=== Section Start ===

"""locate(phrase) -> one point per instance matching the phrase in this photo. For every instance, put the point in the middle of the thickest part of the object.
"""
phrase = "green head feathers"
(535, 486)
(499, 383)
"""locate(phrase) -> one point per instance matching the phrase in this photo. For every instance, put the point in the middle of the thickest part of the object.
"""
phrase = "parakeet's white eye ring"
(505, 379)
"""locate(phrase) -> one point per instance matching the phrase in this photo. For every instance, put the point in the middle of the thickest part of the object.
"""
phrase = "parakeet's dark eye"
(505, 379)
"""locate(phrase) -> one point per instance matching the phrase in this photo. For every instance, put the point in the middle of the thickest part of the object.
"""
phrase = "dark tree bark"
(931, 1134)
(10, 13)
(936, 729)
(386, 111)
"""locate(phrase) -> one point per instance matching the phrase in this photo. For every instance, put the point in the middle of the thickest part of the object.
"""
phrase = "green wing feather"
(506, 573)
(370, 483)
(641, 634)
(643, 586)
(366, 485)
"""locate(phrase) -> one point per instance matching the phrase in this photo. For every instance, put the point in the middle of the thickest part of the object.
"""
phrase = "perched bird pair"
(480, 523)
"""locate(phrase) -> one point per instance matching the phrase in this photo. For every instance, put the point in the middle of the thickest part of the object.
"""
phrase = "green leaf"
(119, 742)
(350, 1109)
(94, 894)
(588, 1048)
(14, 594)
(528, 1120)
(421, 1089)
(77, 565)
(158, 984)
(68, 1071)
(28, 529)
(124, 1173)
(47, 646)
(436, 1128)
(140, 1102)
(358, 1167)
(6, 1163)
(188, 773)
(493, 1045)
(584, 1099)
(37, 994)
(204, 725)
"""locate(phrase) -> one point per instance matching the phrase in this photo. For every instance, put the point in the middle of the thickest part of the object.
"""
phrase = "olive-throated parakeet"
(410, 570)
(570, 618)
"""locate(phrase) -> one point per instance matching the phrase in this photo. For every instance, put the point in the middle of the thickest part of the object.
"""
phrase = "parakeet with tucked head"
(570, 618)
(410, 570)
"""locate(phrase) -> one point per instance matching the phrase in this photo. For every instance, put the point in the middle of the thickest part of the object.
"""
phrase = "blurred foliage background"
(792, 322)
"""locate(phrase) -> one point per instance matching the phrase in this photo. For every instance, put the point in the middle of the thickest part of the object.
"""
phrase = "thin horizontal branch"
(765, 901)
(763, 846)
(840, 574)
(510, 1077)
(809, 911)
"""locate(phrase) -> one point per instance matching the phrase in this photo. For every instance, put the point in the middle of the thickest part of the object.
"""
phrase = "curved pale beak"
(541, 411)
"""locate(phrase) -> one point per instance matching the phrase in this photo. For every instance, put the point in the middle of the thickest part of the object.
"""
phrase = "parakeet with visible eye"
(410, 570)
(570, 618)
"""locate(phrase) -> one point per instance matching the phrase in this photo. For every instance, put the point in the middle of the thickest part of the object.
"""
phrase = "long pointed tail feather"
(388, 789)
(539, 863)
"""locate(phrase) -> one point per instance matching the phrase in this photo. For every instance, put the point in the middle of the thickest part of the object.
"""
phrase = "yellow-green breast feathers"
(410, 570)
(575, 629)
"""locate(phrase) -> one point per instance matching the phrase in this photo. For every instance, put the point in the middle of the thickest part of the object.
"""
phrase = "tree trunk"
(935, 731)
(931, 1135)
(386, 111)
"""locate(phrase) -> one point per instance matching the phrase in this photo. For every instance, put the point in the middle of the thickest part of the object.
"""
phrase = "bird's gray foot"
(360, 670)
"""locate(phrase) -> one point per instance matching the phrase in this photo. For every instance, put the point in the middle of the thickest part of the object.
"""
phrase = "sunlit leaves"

=== Section End ===

A verbatim copy of the records above should be returned.

(Response for this exercise):
"""locate(phrase) -> one point per instance matching the phrase in this photo. For every instance, put the point in the middle of the thickest part of the object.
"""
phrase = "green head feathers"
(535, 486)
(499, 383)
"""locate(phrase) -> one point per instance matching the phrase in this photo. For every instance, put the point in the middle of the thickest part of the object.
"""
phrase = "parakeet's white eye ring"
(505, 379)
"""locate(phrase) -> one point per instance matching the phrase in this photo. For every instance, put the point in the middle of the thickest part of the object.
"""
phrase = "parakeet's dark eye"
(505, 379)
"""locate(phrase) -> one point per instance matching the phrase in this photo. For every instance, put the point in the middle of the thickest part of the object.
"""
phrase = "dark tree bark"
(931, 1134)
(10, 13)
(936, 729)
(386, 111)
"""locate(phrase) -> one point per instance matching the phrase in this photo. For every instance, put the point in the middle of the thickest part of the object.
"""
phrase = "green wing feather"
(506, 573)
(370, 483)
(641, 634)
(643, 586)
(366, 485)
"""locate(phrase) -> one point per instance matching the phrase in this photo. For every instance, put the point in the middle of the thickest part of the object.
"""
phrase = "perched bird pair"
(480, 523)
"""locate(phrase) -> one point per instance matching the phrase in this photo. For every instance, put the point in the middle of the thickest part of the object.
"""
phrase = "green leaf"
(119, 742)
(350, 1109)
(94, 894)
(588, 1048)
(14, 594)
(528, 1120)
(421, 1089)
(77, 565)
(158, 984)
(68, 1071)
(28, 529)
(124, 1173)
(47, 646)
(436, 1128)
(140, 1102)
(358, 1167)
(6, 1163)
(188, 773)
(493, 1045)
(584, 1099)
(37, 994)
(204, 725)
"""locate(phrase) -> one point per instance matching the phrase in this photo. For every instance, put the point in the middle of the thickest part of the object.
"""
phrase = "olive-throated parakeet"
(410, 570)
(570, 618)
"""locate(phrase) -> one point per instance matching the phrase in this photo. For every instance, put the point in the middle of the thickest part of the object.
"""
phrase = "parakeet with tucked head"
(570, 618)
(410, 570)
"""locate(phrase) -> one point per instance matching the phrase in this photo. For every instance, put the point in the middle of the thickest part of the object.
"""
phrase = "blurred foliage background"
(792, 322)
"""locate(phrase) -> one point per instance matching the phrase in this photo. For every instance, put the point in the middle of the thickest part of the object.
"""
phrase = "thin horizontal branch"
(765, 901)
(763, 846)
(840, 574)
(510, 1077)
(809, 911)
"""locate(phrase) -> one point per instance matching the phrase in this photo. For every instance, put the point in the middle of the thickest part of the object.
"""
phrase = "curved pale beak"
(541, 411)
"""locate(phrase) -> one point per instance matching the phrase in this photo. For every instance, put the point in the middle of the thickest part of the object.
"""
phrase = "parakeet with visible eye"
(410, 570)
(570, 618)
"""locate(phrase) -> one point per instance matching the phrase in this photo. For every instance, put the point in the middle of the thickest part of the object.
"""
phrase = "long pointed tail feather"
(388, 789)
(539, 863)
"""locate(phrase) -> one point per instance matching the phrase in this photo. For every instance, put the point in the middle of the thickest part of the object.
"""
phrase = "yellow-green breast feathers"
(410, 570)
(575, 629)
"""locate(phrase) -> one point per instance matching the phrase in this photo. For every instance, put the point in the middle of the thickest part of the object.
"""
phrase = "tree trunk"
(935, 731)
(931, 1135)
(386, 111)
"""locate(phrase) -> one point per instance matching the phrase in this photo. For every instance, put the point in the middle of the thickest part of the object.
"""
phrase = "bird's gray foot"
(360, 670)
"""locate(phrase) -> one point per instance matching the phrase in this photo. For every instance, put the point in the middle of the thickest part of the object.
"""
phrase = "sunlit leaves"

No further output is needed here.